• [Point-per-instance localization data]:
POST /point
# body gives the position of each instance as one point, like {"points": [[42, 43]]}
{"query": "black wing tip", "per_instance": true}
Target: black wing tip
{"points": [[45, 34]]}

• [YOUR TASK]:
Retype every line of the data above exactly.

• [ANSWER TO THIS EXERCISE]:
POST /point
# body gives the position of each instance as one point, like {"points": [[42, 43]]}
{"query": "black wing tip", "per_instance": true}
Target: black wing tip
{"points": [[45, 34]]}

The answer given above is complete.